MoviePy is a library for video editing tasks such as trimming, combining, and applying effects.
$ pip install moviepy
Load the video with VideoFileClip and overlay other Clips like TextClip with CompositeVideoClip. In the following example, text is displayed at 40% from the left and 70% from the top for 3 seconds, starting 5 seconds after the video begins.
from moviepy import VideoFileClip, TextClip, CompositeVideoClip, AudioFileClip, CompositeAudioClip
video = VideoFileClip("video.mp4")
txt_clip = TextClip(font="Arial Unicode.ttf", text="テスト", font_size=70, color='white') \
.with_start(5) \
.with_duration(3) \
.with_position((0.4,0.7), relative=True)
final_video = CompositeVideoClip([video, txt_clip])

• Tasks to carry out
**a)** Answer these about the MoviePy text:
(i) What command installs the library?
(ii) How many seconds after the video begins does the text appear?
(iii) What font size is set for the TextClip?
**b)** Copy the MoviePy text between "MoviePy is a" and "final_video = CompositeVideoClip([video, txt_clip])", inclusive.
**c)** Write the next part of the MoviePy text, picking up right after its last line.
The items after this point are separate material with no connection to the MoviePy text.

• Data entries
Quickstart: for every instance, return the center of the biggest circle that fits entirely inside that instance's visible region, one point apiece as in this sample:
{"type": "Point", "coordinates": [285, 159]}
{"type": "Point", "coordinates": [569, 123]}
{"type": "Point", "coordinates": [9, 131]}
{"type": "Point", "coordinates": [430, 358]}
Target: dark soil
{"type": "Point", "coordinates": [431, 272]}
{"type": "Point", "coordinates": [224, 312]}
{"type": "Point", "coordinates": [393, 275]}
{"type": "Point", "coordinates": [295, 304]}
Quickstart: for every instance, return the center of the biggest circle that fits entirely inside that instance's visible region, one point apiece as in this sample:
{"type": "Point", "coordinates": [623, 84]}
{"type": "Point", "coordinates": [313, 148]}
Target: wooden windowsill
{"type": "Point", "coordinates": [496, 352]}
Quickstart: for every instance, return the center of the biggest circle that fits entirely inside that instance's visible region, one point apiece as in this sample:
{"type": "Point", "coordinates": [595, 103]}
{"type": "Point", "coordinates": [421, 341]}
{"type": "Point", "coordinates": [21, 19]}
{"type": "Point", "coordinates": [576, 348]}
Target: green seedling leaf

• Results in order
**a)**
(i) pip install moviepy
(ii) 5 seconds
(iii) 70

**b)**
MoviePy is a library for video editing tasks such as trimming, combining, and applying effects.
$ pip install moviepy
Load the video with VideoFileClip and overlay other Clips like TextClip with CompositeVideoClip. In the following example, text is displayed at 40% from the left and 70% from the top for 3 seconds, starting 5 seconds after the video begins.
from moviepy import VideoFileClip, TextClip, CompositeVideoClip, AudioFileClip, CompositeAudioClip
video = VideoFileClip("video.mp4")
txt_clip = TextClip(font="Arial Unicode.ttf", text="テスト", font_size=70, color='white') \
.with_start(5) \
.with_duration(3) \
.with_position((0.4,0.7), relative=True)
final_video = CompositeVideoClip([video, txt_clip])

**c)**
final_video.write_videofile("result.mp4", codec='libx264', audio_codec='aac')

Similarly, you can overlay audio using CompositeAudioClip. In the following example, the original video’s volume is set to 20% and plays seconds 1-3 of the audio file starting 5 seconds after the video begins.
audio_clip = AudioFileClip("audio.mp3")
final_audio = CompositeAudioClip([
video.audio.with_volume_scaled(0.2), audio_clip.with_start(5).subclipped(1, 3)
])
final_video = video.with_audio(final_audio)